-- GIVEN RECORDS --
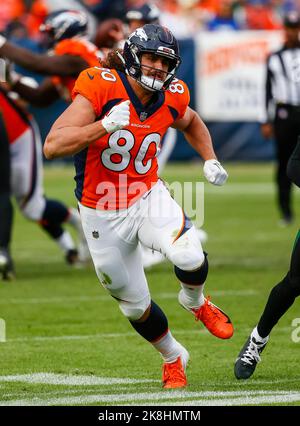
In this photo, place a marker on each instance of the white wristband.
(3, 40)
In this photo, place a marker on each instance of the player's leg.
(57, 214)
(282, 296)
(285, 142)
(165, 228)
(117, 259)
(27, 187)
(6, 210)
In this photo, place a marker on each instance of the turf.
(62, 323)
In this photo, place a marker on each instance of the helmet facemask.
(152, 83)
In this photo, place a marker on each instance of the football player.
(26, 180)
(65, 34)
(113, 128)
(6, 210)
(281, 298)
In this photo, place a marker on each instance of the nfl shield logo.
(143, 116)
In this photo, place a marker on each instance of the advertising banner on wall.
(230, 73)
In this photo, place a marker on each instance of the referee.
(283, 108)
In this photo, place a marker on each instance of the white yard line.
(118, 335)
(198, 398)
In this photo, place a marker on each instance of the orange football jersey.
(76, 47)
(16, 119)
(117, 169)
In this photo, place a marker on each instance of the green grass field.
(68, 344)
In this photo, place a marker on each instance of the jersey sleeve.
(86, 86)
(179, 98)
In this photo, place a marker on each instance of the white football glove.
(214, 172)
(117, 118)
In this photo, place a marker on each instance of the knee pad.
(134, 310)
(196, 277)
(34, 208)
(186, 253)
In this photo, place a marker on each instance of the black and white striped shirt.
(283, 78)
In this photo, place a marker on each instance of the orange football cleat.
(174, 375)
(214, 319)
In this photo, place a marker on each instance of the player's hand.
(214, 172)
(117, 118)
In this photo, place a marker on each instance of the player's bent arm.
(64, 65)
(40, 96)
(74, 130)
(196, 133)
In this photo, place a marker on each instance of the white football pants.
(113, 237)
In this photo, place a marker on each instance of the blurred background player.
(27, 180)
(65, 34)
(137, 102)
(283, 96)
(6, 209)
(280, 299)
(136, 17)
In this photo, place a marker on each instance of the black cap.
(292, 20)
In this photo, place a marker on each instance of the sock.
(168, 347)
(65, 241)
(257, 337)
(192, 296)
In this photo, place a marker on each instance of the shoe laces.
(173, 371)
(212, 312)
(251, 354)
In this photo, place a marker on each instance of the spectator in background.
(283, 94)
(260, 15)
(224, 19)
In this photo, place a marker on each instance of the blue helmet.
(148, 13)
(151, 38)
(64, 24)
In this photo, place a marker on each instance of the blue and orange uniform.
(130, 152)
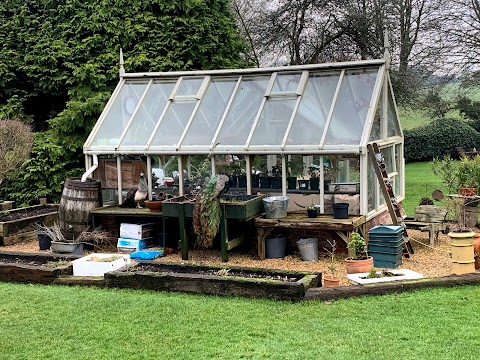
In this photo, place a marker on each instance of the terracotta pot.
(331, 281)
(476, 249)
(358, 266)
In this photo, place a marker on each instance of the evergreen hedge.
(440, 137)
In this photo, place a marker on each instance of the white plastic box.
(130, 245)
(85, 266)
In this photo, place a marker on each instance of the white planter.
(407, 275)
(86, 267)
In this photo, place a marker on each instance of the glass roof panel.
(145, 119)
(351, 108)
(209, 114)
(313, 110)
(273, 122)
(189, 86)
(119, 114)
(393, 125)
(286, 83)
(173, 123)
(244, 109)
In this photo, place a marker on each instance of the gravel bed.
(427, 261)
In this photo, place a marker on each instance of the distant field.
(419, 182)
(411, 119)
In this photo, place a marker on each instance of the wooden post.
(183, 232)
(223, 233)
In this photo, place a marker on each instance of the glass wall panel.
(173, 123)
(273, 122)
(189, 87)
(244, 109)
(351, 107)
(393, 126)
(312, 113)
(120, 113)
(286, 83)
(148, 114)
(376, 128)
(209, 114)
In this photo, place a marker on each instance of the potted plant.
(332, 279)
(312, 211)
(276, 179)
(461, 237)
(359, 262)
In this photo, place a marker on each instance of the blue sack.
(146, 255)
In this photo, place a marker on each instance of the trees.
(15, 144)
(59, 60)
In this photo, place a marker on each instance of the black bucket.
(78, 198)
(44, 241)
(340, 211)
(275, 247)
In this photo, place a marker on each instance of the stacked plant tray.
(385, 245)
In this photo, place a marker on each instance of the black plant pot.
(44, 241)
(276, 182)
(303, 184)
(242, 181)
(265, 182)
(292, 182)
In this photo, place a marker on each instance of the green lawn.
(420, 182)
(55, 322)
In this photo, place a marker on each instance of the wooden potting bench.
(342, 227)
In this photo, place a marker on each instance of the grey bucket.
(275, 247)
(308, 249)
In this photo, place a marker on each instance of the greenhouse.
(298, 126)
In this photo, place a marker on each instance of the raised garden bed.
(215, 280)
(18, 225)
(33, 268)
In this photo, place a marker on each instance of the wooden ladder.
(386, 185)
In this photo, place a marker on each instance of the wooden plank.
(235, 242)
(80, 281)
(342, 292)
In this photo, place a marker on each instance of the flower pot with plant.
(359, 261)
(312, 211)
(331, 279)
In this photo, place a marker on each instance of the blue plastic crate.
(385, 230)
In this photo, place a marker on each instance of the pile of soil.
(221, 272)
(24, 214)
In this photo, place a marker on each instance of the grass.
(420, 182)
(53, 322)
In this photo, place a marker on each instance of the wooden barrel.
(78, 198)
(463, 261)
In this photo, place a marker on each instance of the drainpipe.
(92, 169)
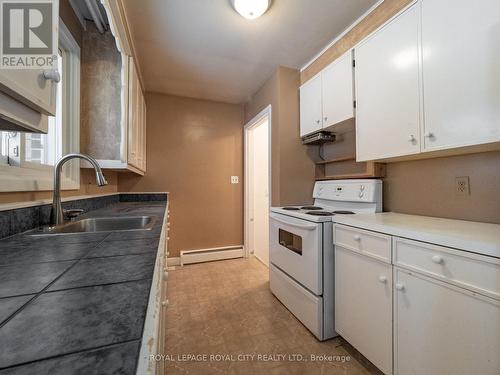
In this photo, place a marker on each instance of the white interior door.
(258, 190)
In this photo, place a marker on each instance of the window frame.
(36, 177)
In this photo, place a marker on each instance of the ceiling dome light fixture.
(251, 9)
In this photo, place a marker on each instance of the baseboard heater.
(209, 255)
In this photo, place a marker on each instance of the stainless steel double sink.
(98, 224)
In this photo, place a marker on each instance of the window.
(46, 149)
(27, 159)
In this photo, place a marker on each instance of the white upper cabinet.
(327, 98)
(440, 329)
(338, 90)
(388, 90)
(310, 106)
(461, 59)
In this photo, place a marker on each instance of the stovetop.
(311, 213)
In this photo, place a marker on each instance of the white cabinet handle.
(52, 75)
(437, 259)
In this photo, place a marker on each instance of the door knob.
(52, 75)
(399, 287)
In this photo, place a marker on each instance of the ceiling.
(204, 49)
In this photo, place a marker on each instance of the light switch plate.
(462, 186)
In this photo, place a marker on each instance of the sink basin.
(99, 224)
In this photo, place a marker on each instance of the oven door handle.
(300, 226)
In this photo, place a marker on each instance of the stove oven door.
(296, 247)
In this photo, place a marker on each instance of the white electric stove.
(301, 271)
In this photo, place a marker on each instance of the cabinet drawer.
(471, 271)
(372, 244)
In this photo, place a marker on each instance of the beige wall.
(193, 147)
(292, 169)
(427, 187)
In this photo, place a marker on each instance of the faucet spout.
(56, 214)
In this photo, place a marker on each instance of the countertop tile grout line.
(71, 353)
(103, 284)
(11, 316)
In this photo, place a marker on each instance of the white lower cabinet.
(441, 329)
(430, 310)
(363, 305)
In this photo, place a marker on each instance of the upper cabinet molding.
(415, 97)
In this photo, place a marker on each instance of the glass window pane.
(290, 241)
(47, 148)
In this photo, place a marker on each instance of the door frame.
(266, 112)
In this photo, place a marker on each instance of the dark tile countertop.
(76, 304)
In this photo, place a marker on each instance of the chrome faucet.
(56, 214)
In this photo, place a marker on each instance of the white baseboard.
(208, 255)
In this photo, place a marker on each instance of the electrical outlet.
(462, 185)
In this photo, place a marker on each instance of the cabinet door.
(363, 305)
(388, 90)
(338, 90)
(310, 106)
(460, 72)
(440, 329)
(133, 118)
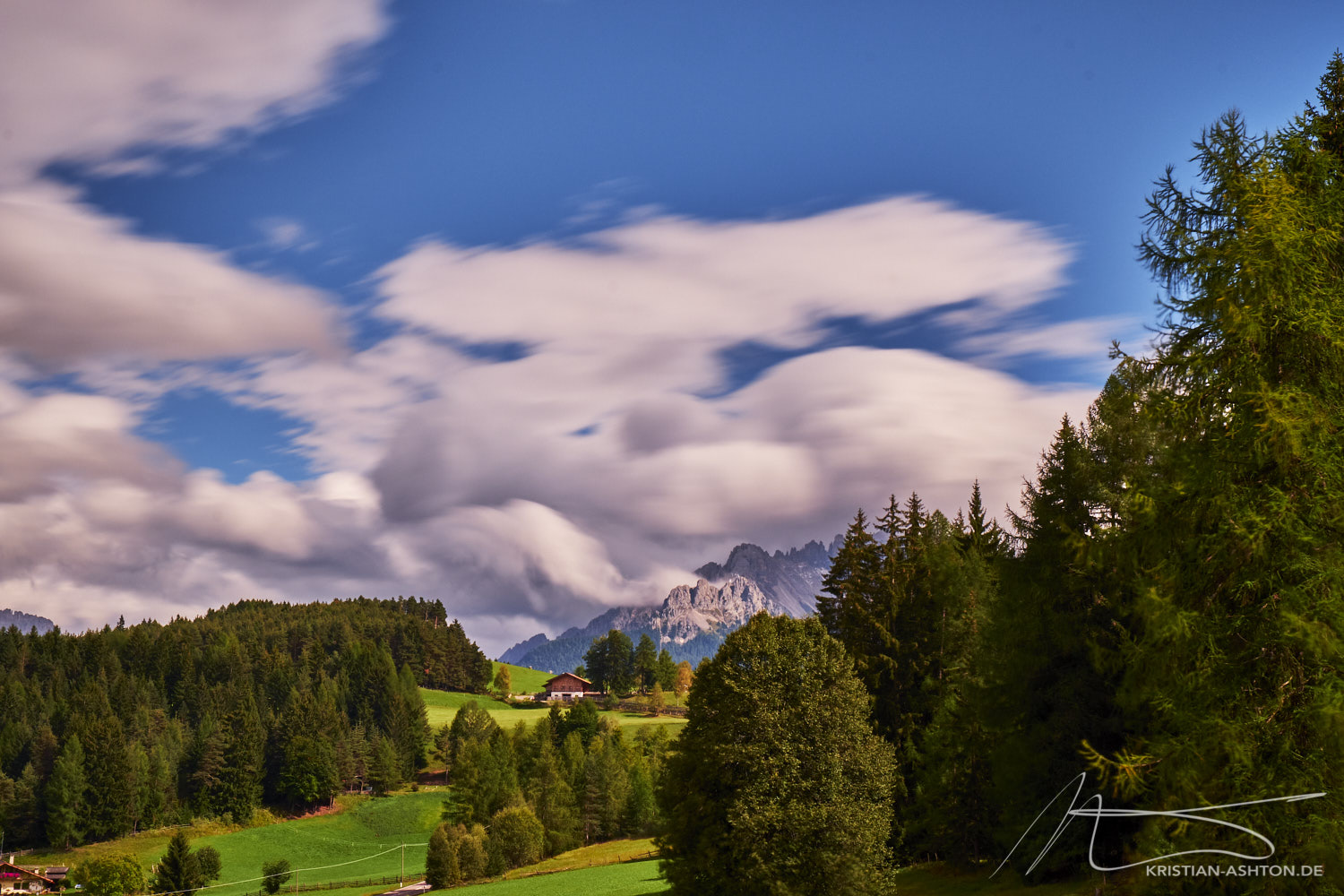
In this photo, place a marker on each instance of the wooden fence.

-- EXERCISE BRIEF --
Copy the records from the line containing "the white baseboard." through the end of the records, substituting "cupboard door" for "cabinet door" and leaving everything else as it is. Omit the pictures from your copy.

-- CORRECT RESPONSE --
In this photo, place a marker on each instance of the white baseboard.
(208, 255)
In this photo, place a marker on each instance of the electrical outlet.
(462, 185)
In this photo, place a marker on each instance of the cupboard door.
(363, 305)
(388, 90)
(338, 90)
(310, 106)
(460, 72)
(440, 329)
(133, 118)
In this photo, place a marker on each instance of the wooden fence.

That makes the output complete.